# What you have to do
Gather from the listing below each line that includes the word "grass", and copy it.

# Data shown
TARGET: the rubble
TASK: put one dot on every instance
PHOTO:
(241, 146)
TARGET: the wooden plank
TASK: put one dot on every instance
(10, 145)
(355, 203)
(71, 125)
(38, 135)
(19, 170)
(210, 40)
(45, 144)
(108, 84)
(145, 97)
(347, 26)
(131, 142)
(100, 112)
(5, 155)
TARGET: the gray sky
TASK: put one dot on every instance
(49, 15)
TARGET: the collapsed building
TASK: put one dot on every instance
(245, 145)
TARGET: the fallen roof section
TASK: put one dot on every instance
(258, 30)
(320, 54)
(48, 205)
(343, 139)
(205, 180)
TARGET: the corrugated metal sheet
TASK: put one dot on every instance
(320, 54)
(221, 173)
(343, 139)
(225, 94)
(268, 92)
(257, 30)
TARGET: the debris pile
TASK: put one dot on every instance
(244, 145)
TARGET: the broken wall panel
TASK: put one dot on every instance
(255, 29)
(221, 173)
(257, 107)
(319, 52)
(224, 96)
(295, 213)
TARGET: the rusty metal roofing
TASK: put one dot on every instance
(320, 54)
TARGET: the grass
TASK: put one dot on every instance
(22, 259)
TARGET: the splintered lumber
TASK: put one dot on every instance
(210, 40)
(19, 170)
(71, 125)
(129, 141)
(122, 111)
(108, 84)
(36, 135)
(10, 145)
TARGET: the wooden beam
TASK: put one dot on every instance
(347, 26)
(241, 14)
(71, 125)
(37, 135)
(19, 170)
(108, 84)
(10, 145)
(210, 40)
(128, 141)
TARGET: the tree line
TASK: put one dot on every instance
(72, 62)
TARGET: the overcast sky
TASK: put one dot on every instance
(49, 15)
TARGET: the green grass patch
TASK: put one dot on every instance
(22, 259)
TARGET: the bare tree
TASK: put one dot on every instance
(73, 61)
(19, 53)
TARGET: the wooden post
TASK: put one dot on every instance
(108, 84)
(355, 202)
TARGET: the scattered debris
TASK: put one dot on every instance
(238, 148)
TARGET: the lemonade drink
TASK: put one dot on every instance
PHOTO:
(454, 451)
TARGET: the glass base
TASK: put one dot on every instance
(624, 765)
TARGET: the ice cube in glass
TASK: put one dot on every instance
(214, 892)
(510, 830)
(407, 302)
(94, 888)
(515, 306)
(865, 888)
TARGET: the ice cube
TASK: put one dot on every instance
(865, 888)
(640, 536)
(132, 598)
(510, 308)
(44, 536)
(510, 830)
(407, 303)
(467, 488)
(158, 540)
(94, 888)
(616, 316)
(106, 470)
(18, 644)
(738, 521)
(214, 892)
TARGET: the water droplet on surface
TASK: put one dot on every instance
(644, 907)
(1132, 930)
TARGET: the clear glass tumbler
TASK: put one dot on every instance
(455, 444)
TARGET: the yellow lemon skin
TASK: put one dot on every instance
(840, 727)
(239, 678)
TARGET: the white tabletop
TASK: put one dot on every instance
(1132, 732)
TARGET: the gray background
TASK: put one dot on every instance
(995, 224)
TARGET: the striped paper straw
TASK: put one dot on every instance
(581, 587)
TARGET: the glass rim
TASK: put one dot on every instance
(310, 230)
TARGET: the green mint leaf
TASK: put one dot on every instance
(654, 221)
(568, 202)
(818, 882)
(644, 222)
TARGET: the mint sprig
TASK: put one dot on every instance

# Result below
TARGET: the grass
TARGET: the green grass patch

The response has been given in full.